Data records
· · · · · · ·

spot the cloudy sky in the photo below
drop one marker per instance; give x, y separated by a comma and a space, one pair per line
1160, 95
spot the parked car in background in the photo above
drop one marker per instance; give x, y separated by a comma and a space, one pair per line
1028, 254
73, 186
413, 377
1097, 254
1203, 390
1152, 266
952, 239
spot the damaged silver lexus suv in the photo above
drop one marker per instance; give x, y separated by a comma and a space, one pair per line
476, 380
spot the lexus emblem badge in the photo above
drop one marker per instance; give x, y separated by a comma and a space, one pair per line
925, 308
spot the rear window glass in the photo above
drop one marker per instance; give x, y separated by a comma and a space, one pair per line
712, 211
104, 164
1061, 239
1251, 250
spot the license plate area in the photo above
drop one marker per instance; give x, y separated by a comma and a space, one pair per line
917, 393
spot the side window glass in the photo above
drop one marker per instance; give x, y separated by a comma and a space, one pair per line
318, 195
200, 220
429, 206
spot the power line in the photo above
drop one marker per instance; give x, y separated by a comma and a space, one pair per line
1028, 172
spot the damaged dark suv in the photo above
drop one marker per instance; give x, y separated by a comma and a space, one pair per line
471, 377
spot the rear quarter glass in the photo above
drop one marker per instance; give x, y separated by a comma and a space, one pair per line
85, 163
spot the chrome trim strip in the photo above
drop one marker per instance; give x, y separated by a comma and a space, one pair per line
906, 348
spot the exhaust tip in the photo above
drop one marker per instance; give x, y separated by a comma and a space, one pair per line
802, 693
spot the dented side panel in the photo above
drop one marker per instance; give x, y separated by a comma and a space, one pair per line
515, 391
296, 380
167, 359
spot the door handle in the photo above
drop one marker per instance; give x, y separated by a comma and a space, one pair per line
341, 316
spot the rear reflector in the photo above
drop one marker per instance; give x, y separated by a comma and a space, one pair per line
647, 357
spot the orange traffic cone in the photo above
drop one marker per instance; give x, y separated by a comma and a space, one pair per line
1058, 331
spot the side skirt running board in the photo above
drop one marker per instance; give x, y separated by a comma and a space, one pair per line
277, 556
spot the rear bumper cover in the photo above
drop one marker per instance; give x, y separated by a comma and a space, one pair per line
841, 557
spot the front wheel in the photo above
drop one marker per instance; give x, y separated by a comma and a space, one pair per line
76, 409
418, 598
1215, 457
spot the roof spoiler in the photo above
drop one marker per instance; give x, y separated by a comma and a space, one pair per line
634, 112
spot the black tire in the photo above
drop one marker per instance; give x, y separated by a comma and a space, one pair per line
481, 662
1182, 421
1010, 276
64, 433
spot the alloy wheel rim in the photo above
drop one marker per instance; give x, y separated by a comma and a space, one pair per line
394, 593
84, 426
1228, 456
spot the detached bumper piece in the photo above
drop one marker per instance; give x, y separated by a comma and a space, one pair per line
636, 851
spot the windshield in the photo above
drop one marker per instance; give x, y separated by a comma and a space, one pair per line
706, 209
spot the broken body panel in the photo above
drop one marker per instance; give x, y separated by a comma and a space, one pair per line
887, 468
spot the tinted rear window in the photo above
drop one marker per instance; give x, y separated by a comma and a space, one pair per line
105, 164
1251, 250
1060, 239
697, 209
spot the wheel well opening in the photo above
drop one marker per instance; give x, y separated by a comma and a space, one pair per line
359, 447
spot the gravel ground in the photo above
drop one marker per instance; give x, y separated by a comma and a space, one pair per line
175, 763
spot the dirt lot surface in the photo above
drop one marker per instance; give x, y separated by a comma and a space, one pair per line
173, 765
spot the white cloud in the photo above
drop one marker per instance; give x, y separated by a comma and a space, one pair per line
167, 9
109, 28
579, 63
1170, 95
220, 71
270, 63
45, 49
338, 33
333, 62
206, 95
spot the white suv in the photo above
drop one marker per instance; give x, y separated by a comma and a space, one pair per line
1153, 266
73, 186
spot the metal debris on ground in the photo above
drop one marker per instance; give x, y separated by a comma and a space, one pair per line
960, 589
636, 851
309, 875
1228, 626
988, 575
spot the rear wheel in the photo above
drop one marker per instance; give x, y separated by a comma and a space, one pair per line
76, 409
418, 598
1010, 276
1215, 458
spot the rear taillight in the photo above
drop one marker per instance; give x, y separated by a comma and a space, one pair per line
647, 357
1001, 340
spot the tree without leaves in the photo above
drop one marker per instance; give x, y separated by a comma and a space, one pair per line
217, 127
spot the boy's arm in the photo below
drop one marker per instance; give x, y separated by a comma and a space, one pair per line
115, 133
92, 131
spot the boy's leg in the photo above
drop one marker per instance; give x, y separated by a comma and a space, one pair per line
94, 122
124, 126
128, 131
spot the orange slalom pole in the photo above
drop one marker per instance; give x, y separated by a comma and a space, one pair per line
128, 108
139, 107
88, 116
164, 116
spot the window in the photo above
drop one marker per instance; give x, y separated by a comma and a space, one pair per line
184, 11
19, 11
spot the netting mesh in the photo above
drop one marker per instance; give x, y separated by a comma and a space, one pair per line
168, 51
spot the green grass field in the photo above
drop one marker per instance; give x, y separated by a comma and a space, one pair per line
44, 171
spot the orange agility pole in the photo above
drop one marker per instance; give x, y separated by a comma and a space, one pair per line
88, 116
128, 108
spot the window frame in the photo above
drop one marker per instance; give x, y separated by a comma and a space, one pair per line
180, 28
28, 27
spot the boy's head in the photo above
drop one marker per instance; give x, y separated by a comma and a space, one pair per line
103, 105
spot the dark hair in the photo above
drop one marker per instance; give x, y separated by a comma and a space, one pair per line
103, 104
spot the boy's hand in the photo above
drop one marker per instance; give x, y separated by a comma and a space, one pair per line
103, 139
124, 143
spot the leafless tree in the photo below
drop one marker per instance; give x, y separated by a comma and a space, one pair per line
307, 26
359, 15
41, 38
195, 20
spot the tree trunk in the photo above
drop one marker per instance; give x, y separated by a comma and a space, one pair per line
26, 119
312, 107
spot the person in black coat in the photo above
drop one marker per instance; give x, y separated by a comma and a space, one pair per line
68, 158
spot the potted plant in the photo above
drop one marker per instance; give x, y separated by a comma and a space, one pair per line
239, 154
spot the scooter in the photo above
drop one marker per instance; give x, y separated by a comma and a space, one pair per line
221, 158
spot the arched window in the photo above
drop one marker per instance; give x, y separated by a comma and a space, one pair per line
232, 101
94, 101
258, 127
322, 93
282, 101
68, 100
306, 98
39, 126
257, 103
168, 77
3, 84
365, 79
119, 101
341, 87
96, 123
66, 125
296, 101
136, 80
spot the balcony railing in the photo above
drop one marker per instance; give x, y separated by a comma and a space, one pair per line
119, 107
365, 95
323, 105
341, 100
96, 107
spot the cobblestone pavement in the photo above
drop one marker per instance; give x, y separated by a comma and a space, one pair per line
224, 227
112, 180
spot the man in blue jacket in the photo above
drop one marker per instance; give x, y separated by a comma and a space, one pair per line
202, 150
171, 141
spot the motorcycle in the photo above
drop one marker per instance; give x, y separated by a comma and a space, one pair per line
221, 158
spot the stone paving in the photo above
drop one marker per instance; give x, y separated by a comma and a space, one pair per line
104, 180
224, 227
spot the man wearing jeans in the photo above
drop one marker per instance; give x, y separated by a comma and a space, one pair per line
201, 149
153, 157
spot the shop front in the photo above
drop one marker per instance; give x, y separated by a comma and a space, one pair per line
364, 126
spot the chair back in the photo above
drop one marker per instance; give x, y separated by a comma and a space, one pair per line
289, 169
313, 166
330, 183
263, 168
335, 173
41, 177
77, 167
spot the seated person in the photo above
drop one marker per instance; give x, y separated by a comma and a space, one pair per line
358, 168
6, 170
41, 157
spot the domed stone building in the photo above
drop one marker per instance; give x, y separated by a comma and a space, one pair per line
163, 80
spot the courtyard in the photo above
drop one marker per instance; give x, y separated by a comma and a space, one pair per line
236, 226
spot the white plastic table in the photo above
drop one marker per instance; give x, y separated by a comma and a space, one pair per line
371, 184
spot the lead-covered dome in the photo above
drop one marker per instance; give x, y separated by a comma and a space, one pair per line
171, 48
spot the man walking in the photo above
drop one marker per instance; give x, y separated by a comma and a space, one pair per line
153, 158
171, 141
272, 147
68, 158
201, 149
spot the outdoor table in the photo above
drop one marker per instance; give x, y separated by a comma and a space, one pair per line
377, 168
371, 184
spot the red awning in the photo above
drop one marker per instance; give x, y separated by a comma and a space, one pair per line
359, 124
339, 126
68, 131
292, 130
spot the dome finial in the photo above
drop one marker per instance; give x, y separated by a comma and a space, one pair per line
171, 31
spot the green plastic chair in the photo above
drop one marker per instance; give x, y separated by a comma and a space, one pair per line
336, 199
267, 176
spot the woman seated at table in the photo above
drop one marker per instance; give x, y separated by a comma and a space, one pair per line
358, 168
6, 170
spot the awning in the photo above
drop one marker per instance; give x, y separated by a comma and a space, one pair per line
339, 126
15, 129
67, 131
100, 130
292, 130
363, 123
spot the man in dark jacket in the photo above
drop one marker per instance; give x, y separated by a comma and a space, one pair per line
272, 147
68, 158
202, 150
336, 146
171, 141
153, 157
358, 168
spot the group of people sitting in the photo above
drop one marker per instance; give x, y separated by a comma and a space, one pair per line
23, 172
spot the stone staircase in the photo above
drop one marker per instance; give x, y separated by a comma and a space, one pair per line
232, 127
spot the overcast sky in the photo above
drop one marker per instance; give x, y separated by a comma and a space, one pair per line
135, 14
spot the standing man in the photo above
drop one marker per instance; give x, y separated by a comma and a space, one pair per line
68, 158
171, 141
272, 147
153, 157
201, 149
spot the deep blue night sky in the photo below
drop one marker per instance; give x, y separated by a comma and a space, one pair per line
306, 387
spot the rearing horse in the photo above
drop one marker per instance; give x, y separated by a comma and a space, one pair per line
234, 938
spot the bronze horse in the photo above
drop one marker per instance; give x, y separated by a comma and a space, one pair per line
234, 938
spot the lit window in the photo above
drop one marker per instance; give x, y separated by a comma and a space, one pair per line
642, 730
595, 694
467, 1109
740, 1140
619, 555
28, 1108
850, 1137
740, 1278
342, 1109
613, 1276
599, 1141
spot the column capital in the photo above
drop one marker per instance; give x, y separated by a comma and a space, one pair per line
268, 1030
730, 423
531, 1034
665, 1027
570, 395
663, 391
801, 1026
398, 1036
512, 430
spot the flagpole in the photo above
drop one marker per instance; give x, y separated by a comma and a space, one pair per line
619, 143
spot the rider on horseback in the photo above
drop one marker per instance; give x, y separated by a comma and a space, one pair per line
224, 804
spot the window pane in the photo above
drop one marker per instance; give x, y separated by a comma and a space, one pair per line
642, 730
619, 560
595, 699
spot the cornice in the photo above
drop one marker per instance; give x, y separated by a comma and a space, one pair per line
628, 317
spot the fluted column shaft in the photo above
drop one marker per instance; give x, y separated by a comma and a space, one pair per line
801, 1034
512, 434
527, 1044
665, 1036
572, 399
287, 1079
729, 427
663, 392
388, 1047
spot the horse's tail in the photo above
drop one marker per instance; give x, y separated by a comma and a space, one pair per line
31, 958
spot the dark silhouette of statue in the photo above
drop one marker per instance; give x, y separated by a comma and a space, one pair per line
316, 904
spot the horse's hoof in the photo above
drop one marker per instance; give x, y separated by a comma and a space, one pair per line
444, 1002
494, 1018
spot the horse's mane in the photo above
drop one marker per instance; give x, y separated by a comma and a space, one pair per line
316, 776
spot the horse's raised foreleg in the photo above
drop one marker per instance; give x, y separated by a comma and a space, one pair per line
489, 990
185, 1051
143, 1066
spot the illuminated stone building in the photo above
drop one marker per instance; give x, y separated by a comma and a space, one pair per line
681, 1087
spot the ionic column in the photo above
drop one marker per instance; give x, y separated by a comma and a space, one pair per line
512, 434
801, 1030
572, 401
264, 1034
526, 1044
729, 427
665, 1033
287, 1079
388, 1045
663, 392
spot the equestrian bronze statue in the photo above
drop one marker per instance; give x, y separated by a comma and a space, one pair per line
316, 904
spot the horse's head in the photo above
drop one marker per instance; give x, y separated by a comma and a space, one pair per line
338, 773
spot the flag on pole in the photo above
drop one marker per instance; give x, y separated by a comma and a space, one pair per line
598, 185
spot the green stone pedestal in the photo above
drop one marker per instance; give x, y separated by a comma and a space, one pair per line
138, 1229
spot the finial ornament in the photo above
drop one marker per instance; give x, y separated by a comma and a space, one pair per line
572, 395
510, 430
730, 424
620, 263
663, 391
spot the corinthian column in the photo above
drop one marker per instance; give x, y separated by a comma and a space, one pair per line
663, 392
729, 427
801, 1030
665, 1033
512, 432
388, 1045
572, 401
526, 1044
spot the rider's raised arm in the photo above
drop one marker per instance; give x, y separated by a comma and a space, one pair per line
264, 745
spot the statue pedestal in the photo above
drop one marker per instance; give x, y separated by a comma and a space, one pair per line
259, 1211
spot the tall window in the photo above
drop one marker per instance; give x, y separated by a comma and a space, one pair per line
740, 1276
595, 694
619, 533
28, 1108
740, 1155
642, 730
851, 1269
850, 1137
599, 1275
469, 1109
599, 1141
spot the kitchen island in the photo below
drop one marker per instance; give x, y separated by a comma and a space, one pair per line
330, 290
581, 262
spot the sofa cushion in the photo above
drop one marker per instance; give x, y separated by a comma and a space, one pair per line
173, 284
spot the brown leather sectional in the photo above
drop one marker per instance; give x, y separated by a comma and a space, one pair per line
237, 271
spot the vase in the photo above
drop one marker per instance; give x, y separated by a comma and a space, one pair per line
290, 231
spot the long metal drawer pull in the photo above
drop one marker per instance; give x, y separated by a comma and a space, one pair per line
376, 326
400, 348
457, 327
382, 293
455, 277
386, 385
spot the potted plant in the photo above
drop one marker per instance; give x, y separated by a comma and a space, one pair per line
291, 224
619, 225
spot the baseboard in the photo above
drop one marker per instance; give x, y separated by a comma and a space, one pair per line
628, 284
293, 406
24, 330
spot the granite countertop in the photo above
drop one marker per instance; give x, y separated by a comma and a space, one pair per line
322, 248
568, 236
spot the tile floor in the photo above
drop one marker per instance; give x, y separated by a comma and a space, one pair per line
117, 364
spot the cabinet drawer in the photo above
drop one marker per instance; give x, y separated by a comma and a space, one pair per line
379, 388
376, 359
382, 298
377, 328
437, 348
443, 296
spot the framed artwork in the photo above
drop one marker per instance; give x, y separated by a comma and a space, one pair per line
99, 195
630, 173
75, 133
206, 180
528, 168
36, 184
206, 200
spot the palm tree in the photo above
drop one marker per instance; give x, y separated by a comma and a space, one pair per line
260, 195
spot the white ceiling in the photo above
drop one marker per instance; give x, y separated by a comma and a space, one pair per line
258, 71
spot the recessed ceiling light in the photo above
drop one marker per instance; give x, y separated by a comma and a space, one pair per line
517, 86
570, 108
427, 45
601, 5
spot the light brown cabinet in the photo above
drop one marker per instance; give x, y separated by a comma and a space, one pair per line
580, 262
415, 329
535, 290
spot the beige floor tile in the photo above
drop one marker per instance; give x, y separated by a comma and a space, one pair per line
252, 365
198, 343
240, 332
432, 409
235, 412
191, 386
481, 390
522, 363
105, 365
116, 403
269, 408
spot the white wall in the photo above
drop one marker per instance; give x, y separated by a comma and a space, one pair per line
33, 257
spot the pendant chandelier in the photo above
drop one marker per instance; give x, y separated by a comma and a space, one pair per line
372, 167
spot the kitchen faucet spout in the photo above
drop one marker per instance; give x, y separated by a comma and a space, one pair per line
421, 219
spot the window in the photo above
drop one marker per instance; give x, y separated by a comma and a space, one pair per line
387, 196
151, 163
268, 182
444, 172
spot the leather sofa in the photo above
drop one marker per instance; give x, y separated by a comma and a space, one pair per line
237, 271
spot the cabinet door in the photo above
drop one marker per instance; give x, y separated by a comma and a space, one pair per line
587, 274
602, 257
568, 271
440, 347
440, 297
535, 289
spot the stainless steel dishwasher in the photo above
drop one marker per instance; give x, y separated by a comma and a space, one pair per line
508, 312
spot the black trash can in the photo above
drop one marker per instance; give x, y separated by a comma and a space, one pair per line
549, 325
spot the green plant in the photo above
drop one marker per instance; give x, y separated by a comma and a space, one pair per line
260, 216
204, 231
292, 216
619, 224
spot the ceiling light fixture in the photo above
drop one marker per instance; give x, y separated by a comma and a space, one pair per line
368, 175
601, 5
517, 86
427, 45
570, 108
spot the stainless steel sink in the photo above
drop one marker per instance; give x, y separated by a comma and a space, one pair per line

· · · · · · ·

Only one stretch of the data above is needed. Restate it word for word, from the line containing "spot the arched window in the photo above" through the line containing "spot the man wearing jeans in the photo above", both ends included.

spot the arched window in the photo above
drop one marker per instance; give x, y separated by a comma and a space, one pair per line
232, 101
94, 101
258, 127
322, 93
282, 101
68, 100
306, 98
39, 126
257, 103
168, 77
3, 84
365, 79
119, 101
341, 87
96, 123
66, 125
296, 101
136, 80
spot the balcony railing in the photo above
drop one marker per instance; give x, y separated by a comma and a space, one pair per line
119, 107
365, 95
323, 105
341, 100
96, 107
spot the cobblestone pavement in the photo above
drop one marker per instance; give x, y separated by a comma and a space, one pair per line
224, 227
112, 180
spot the man in blue jacket in the photo above
drop one marker per instance; give x, y separated by a comma and a space, one pair per line
202, 150
171, 141
spot the motorcycle in the photo above
drop one marker per instance; give x, y separated by a comma and a space, one pair per line
221, 158
spot the stone paving in the photo above
drop one marker per instance; give x, y separated by a comma and a space, one pair per line
104, 180
224, 227
spot the man wearing jeans in the photo above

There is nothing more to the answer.